◆ INSTRUCTIONS FOR THE TASK: Copy every one of the following records verbatim, line by line, without changing any word, number, or punctuation mark.

◆ EXTRACTED DATA:
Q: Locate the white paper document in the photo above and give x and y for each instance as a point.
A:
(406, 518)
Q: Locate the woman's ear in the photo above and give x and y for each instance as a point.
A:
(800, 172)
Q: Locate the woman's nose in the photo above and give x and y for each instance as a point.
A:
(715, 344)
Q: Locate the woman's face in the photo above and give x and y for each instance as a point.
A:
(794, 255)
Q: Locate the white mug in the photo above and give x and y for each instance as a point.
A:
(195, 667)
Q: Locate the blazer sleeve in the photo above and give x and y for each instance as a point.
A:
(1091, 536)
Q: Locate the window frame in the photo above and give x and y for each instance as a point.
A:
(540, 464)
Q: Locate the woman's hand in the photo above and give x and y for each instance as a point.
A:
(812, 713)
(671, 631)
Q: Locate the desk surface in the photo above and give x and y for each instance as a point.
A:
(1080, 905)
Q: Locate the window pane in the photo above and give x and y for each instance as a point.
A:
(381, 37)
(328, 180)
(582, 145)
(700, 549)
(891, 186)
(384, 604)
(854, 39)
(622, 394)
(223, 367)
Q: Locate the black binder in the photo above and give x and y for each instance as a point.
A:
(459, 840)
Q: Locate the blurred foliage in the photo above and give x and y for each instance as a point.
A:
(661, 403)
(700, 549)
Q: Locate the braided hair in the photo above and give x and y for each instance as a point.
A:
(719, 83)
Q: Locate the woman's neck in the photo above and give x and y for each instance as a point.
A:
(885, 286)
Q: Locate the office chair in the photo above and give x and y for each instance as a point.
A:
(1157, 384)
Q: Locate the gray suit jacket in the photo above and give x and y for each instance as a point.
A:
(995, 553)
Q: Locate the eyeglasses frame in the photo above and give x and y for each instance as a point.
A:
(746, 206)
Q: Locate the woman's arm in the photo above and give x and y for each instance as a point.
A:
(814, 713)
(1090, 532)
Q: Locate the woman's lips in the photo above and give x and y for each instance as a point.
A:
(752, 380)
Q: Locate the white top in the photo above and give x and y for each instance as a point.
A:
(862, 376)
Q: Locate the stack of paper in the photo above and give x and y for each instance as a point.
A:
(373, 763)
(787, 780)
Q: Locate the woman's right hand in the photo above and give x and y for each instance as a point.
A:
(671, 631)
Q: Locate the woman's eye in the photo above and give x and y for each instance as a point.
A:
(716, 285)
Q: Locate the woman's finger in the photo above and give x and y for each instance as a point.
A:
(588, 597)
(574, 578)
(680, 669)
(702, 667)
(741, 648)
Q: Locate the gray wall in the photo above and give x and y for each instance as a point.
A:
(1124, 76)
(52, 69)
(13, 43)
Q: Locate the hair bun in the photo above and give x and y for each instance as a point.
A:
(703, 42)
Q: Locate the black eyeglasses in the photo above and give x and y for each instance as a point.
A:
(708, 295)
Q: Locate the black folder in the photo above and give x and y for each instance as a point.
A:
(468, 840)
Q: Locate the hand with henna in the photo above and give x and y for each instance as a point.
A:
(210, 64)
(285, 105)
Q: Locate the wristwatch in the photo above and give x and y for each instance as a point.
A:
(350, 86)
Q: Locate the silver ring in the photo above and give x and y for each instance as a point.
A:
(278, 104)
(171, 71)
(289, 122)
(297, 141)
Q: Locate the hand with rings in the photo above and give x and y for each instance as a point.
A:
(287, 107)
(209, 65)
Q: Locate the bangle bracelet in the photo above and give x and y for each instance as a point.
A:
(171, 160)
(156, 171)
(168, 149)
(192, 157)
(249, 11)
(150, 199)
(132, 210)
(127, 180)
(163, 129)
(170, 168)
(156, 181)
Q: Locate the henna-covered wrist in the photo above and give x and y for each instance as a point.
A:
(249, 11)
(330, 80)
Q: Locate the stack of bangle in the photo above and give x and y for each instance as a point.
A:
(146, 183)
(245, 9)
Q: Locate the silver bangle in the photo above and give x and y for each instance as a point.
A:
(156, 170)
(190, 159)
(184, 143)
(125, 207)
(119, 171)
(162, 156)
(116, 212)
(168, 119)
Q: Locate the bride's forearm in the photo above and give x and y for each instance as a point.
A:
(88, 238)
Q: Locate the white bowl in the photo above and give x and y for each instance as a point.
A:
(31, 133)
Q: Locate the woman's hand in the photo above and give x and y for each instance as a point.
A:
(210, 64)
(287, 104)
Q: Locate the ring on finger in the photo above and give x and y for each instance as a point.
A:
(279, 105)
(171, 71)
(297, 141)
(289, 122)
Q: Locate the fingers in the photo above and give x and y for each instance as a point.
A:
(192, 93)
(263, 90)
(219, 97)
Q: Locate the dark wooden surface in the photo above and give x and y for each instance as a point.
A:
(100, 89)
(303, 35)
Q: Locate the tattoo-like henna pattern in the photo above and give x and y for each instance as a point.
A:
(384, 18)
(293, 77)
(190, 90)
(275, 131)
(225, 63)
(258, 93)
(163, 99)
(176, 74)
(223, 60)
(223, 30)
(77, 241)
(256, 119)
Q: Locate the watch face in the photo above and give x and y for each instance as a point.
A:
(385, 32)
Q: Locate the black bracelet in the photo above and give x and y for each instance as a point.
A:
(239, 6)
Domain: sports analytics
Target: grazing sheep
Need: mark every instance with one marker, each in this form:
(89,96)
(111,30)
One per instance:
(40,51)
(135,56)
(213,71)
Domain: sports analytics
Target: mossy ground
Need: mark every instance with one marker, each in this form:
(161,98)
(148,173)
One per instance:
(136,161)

◆ PROBLEM SOLUTION:
Q: Locate the white paper document in the photo above and give x and y for each instance as a point.
A:
(406, 518)
Q: Locate the woman's ear in the photo above and give x and y for each instance as a point.
A:
(800, 172)
Q: Locate the woman's nose in the photo above and give x and y for each instance as a point.
A:
(715, 344)
Q: Locate the woman's face in the photo above and give x and y for each instance as a point.
A:
(794, 255)
Q: Locate the white mug in the photo above and give x and y for each instance as a point.
A:
(195, 667)
Q: Locate the blazer sleeve in the photo above and give x and y for each instance as a point.
A:
(1091, 536)
Q: Locate the window frame in the photo above and give x and y for each instance as a point.
A:
(540, 464)
Q: Locate the woman's hand in the photo above and give x and y for each instance as a point.
A:
(812, 713)
(671, 631)
Q: Locate the desk surface in the photo above and give x and y for each instance as a point.
A:
(1080, 905)
Q: Locate the window pane in the photo above and give x and y for each instance as a point.
A:
(381, 37)
(328, 180)
(582, 145)
(700, 549)
(891, 186)
(384, 604)
(854, 39)
(622, 394)
(223, 367)
Q: Locate the black binder in the photo above and give x and y for each instance as a point.
A:
(459, 840)
Q: Locate the blurred foliage in the photo above and give x and y for each instance as a point.
A:
(661, 403)
(700, 549)
Q: Locate the braided hair in the photo above and give x and y for each instance as a point.
A:
(719, 83)
Q: Locate the woman's neck in the photo above and give x and y for each instance as a point.
A:
(885, 286)
Q: Locate the office chair in the photo above and give x and y for each instance as a point.
A:
(1157, 384)
Q: Locate the gray suit jacket in the photo above and give x and y for each instance as a point.
A:
(995, 553)
Q: Locate the eyeglasses frame in the photo above and give x and y for each instance as a point.
A:
(746, 206)
Q: Locate the woman's arm in the photo above and give x and y for each instance as a point.
A:
(814, 713)
(1090, 532)
Q: Locate the woman's lips in the photo above and give x and y for each instance as a point.
A:
(752, 380)
Q: Locate the white top in the photo above and give x and y for each instance as a point.
A:
(862, 376)
Q: Locate the stack of paper in the photo above and give x and y for each instance as a point.
A:
(373, 763)
(787, 780)
Q: Locate the woman's right hand in the photo above and give x and y for each instance as a point.
A:
(671, 631)
Q: Locate the woman's eye in the photo above and give x and y for each instance as a point.
A:
(716, 285)
Q: Locate the woman's finger in the photo above and give x and y for each instance as a point.
A:
(588, 597)
(574, 578)
(680, 669)
(702, 667)
(741, 648)
Q: Locate the gray wall in the photo above and give x and y for each instance as a point.
A:
(1124, 76)
(52, 69)
(13, 43)
Q: Locate the hair bun in the photo above and give x and y for each instance as a point.
A:
(703, 42)
Q: Locate the black eyeglasses in the photo above and give x and y for each instance as a point.
A:
(708, 295)
Q: Locate the black folder in the photo above and give x and y for each instance as a point.
A:
(468, 840)
Q: Locate the hand with henna in the photo above and give x and y for each instance as a point.
A:
(210, 64)
(285, 105)
Q: Locate the wristwatch in the photo above and give x and y for each instance as a point.
A:
(350, 86)
Q: Locate the silver ring in the photo above and give x and y for each instance as a point.
A:
(278, 104)
(171, 71)
(289, 122)
(297, 141)
Q: Locate the hand with rings in the photo above and give x and y for each instance as a point.
A:
(287, 107)
(209, 65)
Q: Locate the bangle bracelet in the photo above and give x and y for each instance as a point.
A:
(171, 160)
(156, 171)
(168, 149)
(192, 157)
(249, 11)
(150, 199)
(132, 210)
(127, 180)
(163, 129)
(170, 168)
(156, 181)
Q: Locate the henna-covered wrist in the photo above and give x and y for each instance as a point.
A:
(249, 11)
(330, 80)
Q: Locate the stack of bangle in the photo above and give x and y for each instance as a point.
A:
(146, 183)
(245, 9)
Q: Locate the silver bangle in the photo above and give x and y for each instance as a point.
A:
(156, 170)
(190, 159)
(184, 143)
(125, 207)
(119, 171)
(162, 156)
(116, 212)
(168, 119)
Q: Locate the bride's forearm in the photo above and give x and y for each instance as a point.
A:
(88, 238)
Q: Locate the white bowl in the photo above and give x and y for each instance as a point.
A:
(31, 133)
Q: Locate the woman's hand in the photo above and give x and y for each instance as a point.
A:
(210, 64)
(287, 104)
Q: Locate the ring on finger in the photo above and give x and y for each instance as a point.
A:
(279, 105)
(171, 71)
(297, 141)
(289, 122)
Q: Locate the fingers in the photo above and give x and y for each instance as a point.
A:
(192, 93)
(263, 90)
(219, 97)
Q: Locate the dark wooden surface in the photo above and give x and y for each instance as a point.
A:
(100, 89)
(303, 35)
Q: Locate the tattoo-like henna pattern in the photo above and give x and y for each instance as a point.
A:
(384, 18)
(293, 77)
(190, 90)
(275, 131)
(225, 63)
(258, 93)
(163, 99)
(176, 74)
(223, 60)
(223, 30)
(77, 241)
(256, 119)
Q: Locate the watch face in the photo above and give x and y for each instance as a point.
A:
(385, 32)
Q: Locate the black bracelet in the photo above and give x and y for each instance as a point.
A:
(239, 6)
Domain: sports analytics
Target: grazing sheep
Need: mark every instance with one marker, each in this form:
(89,96)
(111,30)
One per instance:
(40,51)
(135,56)
(213,71)
Domain: sports analytics
Target: mossy ground
Need: mark every instance with one marker, each in this form:
(161,98)
(148,173)
One per instance:
(136,161)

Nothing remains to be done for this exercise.